• TASK TO CARRY OUT
Write out the listing exactly as it is given.

• GIVEN DATA
========================================================================
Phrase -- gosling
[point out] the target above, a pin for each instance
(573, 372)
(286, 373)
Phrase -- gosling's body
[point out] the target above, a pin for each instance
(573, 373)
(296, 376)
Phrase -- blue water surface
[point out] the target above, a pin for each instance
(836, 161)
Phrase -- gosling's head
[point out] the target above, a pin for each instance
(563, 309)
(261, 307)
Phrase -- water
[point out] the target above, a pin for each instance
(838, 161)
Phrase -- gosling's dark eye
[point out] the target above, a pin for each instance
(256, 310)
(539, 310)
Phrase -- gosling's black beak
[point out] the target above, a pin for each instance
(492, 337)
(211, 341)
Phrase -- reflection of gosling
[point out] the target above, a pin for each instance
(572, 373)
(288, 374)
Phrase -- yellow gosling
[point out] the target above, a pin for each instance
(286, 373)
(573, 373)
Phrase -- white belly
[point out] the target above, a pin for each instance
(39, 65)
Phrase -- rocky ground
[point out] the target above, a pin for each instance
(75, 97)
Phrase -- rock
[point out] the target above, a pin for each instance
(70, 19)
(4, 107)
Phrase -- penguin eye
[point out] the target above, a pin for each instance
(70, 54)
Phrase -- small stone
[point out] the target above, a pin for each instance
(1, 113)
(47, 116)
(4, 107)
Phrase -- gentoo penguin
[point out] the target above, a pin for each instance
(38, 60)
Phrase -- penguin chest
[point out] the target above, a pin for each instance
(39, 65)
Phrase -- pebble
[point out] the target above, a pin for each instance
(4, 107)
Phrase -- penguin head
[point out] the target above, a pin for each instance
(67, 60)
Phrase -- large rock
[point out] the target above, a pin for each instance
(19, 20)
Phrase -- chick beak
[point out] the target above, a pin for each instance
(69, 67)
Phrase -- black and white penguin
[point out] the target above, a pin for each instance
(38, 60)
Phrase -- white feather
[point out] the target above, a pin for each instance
========================================================================
• EXPECTED ANSWER
Phrase -- gosling
[point out] the target above, a pin for each instance
(573, 372)
(286, 373)
Phrase -- gosling's body
[point out] the target above, a pin for each instance
(573, 373)
(296, 376)
Phrase -- blue water surface
[point out] the target above, a pin for each instance
(836, 161)
Phrase -- gosling's head
[point out] the target above, a pin for each instance
(563, 309)
(261, 307)
Phrase -- water
[point out] the target above, a pin for each instance
(838, 161)
Phrase -- gosling's dark eye
[point out] the target above, a pin for each instance
(256, 310)
(539, 310)
Phrase -- gosling's black beak
[point out] the target above, a pin for each instance
(492, 337)
(211, 341)
Phrase -- reflection of gosling
[point out] the target above, a pin for each instance
(572, 373)
(288, 374)
Phrase -- yellow gosling
[point out] the target above, a pin for each instance
(286, 373)
(573, 373)
Phrase -- white belly
[point out] the target above, a pin for each instance
(39, 65)
Phrase -- rocky ground
[point out] the target above, a pin for each instance
(75, 97)
Phrase -- rock
[point out] the target above, a pin for each instance
(70, 19)
(4, 107)
Phrase -- penguin eye
[point out] the target above, a pin for each instance
(70, 54)
Phrase -- small stone
[point out] the target above, a pin for each instance
(1, 113)
(47, 116)
(4, 107)
Phrase -- gentoo penguin
[point out] the target above, a pin for each instance
(38, 60)
Phrase -- penguin chest
[point out] the target above, a pin for each instance
(39, 65)
Phrase -- pebble
[point out] the target above, a pin for each instance
(4, 107)
Phrase -- penguin head
[point out] the target above, a pin for each instance
(67, 60)
Phrase -- large rock
[point out] the target above, a pin for each instance
(19, 20)
Phrase -- chick beak
[point out] the target above, a pin for each instance
(69, 67)
Phrase -- black and white penguin
[point out] the target above, a pin for each instance
(38, 60)
Phrase -- white feather
[point out] the target above, a pin for each instance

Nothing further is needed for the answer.